» What you have to do: Report every line of the items below that contains the string "chunk". Case counts.

» Given data:

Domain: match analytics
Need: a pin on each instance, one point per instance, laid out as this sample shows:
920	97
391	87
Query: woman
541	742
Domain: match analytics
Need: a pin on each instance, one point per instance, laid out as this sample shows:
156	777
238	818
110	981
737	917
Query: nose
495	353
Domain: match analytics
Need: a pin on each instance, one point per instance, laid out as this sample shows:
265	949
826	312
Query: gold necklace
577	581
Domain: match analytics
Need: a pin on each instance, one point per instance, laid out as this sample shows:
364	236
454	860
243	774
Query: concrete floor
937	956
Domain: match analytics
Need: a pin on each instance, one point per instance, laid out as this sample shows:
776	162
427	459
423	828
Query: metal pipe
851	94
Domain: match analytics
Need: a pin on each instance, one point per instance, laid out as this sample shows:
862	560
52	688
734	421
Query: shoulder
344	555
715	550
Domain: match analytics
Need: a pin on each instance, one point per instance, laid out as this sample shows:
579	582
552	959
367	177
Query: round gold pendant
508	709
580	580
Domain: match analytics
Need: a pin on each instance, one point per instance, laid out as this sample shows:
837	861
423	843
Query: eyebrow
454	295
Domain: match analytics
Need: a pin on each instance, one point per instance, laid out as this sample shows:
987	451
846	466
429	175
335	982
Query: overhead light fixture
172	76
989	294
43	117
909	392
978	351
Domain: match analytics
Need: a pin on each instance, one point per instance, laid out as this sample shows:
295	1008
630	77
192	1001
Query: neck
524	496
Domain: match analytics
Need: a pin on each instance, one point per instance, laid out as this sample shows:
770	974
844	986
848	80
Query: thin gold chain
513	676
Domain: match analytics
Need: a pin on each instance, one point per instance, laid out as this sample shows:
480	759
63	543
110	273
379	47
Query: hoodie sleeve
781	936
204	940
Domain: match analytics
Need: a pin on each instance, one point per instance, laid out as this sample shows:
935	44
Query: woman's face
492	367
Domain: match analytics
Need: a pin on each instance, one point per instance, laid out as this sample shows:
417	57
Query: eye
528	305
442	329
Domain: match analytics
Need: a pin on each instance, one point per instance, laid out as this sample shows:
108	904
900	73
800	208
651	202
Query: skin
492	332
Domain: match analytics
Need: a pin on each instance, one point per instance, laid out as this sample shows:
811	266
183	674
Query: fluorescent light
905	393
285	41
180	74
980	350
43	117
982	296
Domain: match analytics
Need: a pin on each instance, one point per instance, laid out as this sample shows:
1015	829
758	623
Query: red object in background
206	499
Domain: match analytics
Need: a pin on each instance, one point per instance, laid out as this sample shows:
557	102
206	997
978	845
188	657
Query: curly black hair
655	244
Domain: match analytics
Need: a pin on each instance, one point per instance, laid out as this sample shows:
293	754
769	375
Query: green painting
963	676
==
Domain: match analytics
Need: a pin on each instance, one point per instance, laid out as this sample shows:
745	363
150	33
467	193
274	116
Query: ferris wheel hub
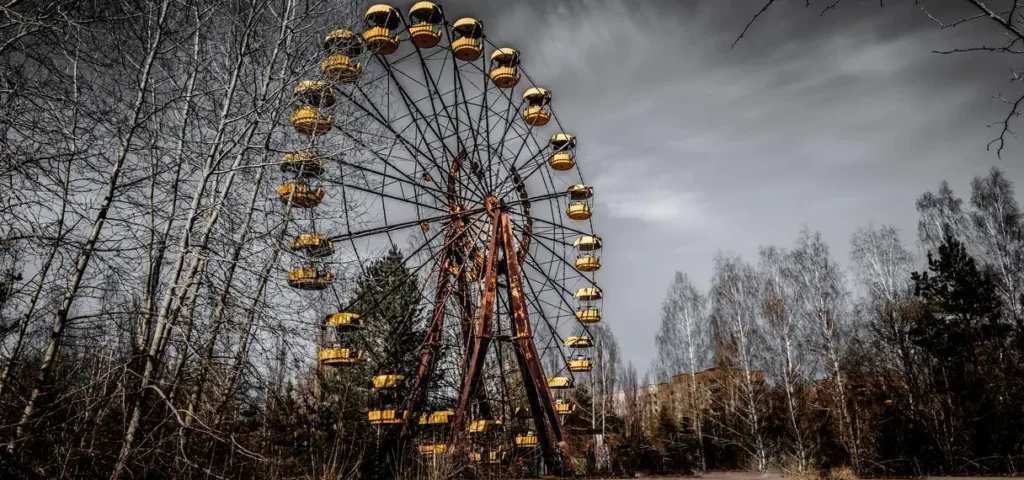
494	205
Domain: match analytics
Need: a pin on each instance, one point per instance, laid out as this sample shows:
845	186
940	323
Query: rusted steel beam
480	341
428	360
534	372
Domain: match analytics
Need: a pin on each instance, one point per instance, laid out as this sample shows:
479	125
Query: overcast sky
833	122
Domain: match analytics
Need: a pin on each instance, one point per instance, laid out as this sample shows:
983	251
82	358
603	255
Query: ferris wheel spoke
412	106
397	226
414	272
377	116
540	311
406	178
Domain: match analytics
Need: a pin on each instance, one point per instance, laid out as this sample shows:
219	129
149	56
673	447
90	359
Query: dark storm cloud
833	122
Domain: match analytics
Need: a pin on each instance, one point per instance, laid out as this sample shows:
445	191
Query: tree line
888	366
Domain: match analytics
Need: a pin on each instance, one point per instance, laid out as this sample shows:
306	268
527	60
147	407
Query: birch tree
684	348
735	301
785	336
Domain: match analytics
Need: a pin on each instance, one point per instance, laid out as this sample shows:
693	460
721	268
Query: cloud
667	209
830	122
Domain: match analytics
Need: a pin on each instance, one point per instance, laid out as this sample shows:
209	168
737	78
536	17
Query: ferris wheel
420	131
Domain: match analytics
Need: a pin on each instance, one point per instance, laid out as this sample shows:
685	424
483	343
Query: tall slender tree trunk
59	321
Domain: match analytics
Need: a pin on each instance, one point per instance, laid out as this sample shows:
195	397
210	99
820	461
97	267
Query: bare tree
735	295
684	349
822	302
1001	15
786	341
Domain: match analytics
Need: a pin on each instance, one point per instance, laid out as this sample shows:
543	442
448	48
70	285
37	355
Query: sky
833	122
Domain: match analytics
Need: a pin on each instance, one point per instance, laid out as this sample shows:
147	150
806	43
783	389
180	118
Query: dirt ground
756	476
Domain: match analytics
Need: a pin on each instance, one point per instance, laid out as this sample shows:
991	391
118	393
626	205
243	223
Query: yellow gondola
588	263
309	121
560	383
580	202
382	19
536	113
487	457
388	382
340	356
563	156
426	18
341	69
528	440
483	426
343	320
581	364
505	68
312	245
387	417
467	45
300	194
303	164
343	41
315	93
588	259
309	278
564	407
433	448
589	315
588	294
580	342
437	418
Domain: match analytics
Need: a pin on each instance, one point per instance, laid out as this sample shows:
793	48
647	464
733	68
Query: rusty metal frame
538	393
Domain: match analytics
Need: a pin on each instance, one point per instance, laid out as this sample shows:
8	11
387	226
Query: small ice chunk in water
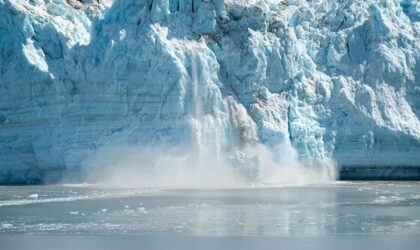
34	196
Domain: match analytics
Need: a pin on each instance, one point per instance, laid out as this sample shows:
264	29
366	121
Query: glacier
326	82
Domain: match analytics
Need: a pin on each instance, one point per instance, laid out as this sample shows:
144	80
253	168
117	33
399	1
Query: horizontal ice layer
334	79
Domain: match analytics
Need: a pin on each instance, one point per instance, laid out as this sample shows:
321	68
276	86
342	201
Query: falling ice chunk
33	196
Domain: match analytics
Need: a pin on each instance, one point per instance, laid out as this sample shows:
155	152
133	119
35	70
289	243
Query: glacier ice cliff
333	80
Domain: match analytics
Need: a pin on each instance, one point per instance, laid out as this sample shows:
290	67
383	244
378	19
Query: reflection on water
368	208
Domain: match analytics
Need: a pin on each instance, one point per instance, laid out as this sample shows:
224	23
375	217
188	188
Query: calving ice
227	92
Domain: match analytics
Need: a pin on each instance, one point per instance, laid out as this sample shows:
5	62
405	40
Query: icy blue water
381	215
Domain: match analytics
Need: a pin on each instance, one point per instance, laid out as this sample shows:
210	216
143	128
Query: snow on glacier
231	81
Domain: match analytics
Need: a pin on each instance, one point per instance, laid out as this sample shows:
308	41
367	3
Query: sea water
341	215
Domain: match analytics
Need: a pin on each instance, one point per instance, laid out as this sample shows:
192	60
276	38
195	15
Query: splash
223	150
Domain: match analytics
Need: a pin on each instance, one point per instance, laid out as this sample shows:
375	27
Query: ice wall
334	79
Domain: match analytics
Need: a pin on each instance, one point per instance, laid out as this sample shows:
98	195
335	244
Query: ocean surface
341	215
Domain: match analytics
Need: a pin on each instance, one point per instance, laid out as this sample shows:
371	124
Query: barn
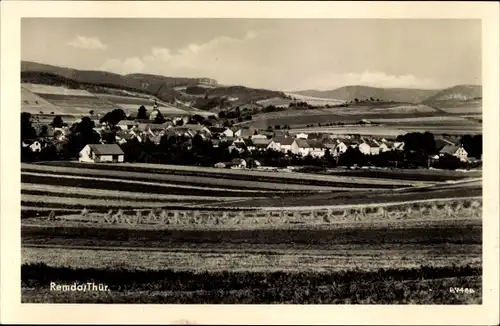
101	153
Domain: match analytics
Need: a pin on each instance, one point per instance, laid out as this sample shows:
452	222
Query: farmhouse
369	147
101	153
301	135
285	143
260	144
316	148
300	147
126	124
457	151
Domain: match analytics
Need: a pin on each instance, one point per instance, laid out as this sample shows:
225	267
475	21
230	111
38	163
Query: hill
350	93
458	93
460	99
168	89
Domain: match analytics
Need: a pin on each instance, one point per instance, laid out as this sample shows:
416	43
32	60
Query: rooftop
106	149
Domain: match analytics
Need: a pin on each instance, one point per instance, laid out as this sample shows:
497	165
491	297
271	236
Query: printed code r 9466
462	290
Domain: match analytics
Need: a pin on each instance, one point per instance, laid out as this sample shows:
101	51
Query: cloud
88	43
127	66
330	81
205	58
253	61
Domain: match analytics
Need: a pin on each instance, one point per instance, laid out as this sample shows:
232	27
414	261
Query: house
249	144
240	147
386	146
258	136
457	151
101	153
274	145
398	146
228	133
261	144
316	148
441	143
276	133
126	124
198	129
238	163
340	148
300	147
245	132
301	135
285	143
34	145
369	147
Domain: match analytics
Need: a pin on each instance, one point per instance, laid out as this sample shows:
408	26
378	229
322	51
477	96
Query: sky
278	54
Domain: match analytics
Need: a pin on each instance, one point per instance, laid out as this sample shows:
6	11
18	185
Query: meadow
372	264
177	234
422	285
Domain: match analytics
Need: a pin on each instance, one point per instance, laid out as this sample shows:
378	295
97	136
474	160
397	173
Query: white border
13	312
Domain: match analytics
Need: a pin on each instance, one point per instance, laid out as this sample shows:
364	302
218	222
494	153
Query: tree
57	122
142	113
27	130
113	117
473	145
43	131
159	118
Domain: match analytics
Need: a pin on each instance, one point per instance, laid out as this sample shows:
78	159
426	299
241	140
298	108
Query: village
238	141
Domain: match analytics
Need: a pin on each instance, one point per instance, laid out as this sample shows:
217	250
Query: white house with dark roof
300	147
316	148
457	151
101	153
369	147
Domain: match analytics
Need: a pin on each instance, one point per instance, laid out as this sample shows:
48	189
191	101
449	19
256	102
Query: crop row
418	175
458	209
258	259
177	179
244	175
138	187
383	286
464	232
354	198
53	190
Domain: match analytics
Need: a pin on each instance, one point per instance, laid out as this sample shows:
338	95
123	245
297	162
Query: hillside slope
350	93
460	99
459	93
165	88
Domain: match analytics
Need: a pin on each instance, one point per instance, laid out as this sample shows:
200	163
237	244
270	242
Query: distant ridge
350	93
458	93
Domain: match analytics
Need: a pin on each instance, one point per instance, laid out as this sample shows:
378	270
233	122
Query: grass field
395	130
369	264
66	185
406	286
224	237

» Written reply:
Query: small ice chunk in water
Query: falling ice chunk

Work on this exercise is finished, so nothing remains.